WORK TO DO: Copy out the data below from the line that contains "Note to the class: find each instance of the parchment" through the end, requests included. Multiply each x and y coordinate in the answers by 0.35 and round to a whole number, with halves rounding up.

SUPPLIED MATERIAL:
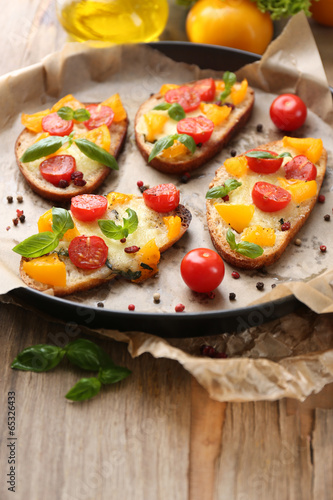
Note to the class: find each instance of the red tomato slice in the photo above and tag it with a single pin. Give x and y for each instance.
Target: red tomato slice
(270, 198)
(162, 198)
(187, 97)
(88, 252)
(88, 207)
(55, 125)
(202, 270)
(264, 165)
(300, 168)
(99, 115)
(205, 89)
(198, 127)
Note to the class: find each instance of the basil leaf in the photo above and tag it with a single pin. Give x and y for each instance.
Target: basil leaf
(96, 153)
(267, 155)
(188, 141)
(222, 191)
(66, 113)
(112, 375)
(131, 222)
(176, 112)
(251, 250)
(61, 221)
(44, 147)
(81, 115)
(37, 245)
(230, 237)
(38, 358)
(160, 145)
(85, 388)
(87, 355)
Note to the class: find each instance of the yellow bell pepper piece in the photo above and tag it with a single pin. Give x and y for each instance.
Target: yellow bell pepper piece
(236, 166)
(262, 236)
(149, 255)
(217, 114)
(237, 216)
(118, 198)
(48, 269)
(311, 148)
(34, 122)
(176, 149)
(155, 123)
(238, 95)
(168, 86)
(173, 224)
(299, 190)
(45, 224)
(68, 100)
(114, 102)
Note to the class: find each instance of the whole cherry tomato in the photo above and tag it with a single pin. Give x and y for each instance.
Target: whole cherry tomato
(300, 168)
(199, 128)
(162, 198)
(270, 198)
(57, 168)
(88, 207)
(55, 125)
(187, 97)
(288, 112)
(202, 270)
(88, 252)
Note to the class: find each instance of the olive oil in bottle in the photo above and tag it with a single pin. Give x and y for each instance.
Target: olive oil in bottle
(115, 21)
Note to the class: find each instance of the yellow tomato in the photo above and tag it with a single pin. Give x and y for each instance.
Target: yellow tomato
(322, 12)
(232, 23)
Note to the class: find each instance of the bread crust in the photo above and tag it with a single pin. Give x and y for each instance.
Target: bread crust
(219, 139)
(118, 132)
(89, 279)
(218, 227)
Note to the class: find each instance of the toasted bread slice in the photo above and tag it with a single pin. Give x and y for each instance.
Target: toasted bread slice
(94, 173)
(187, 162)
(296, 213)
(152, 227)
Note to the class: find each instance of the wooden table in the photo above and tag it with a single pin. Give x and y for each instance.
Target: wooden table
(157, 435)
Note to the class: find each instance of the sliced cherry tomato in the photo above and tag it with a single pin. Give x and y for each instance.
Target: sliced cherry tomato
(88, 252)
(55, 125)
(187, 97)
(288, 112)
(300, 168)
(205, 89)
(99, 115)
(162, 198)
(264, 165)
(202, 270)
(270, 198)
(88, 207)
(198, 127)
(57, 168)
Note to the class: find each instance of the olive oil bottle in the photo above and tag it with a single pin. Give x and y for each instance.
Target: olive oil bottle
(115, 21)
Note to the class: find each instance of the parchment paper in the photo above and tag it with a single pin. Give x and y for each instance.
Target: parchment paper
(291, 64)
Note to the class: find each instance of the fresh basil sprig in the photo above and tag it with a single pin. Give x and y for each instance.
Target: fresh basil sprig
(229, 79)
(167, 142)
(79, 115)
(116, 232)
(82, 353)
(222, 191)
(51, 144)
(266, 155)
(175, 110)
(45, 242)
(251, 250)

RESULT FOR THIS EXERCISE:
Note to the class: find each instance of the parchment paper in the photo above and tag it with a single pin. Give x and y for each instance.
Target: parchment paper
(102, 22)
Note to the class: find each instance of the fresh basil sprig in the photo above and tag it with a single pin. Give x and y for each instance.
Target: fresh basil sprig
(80, 28)
(58, 50)
(28, 40)
(41, 81)
(29, 124)
(78, 67)
(18, 50)
(93, 54)
(61, 39)
(16, 85)
(88, 88)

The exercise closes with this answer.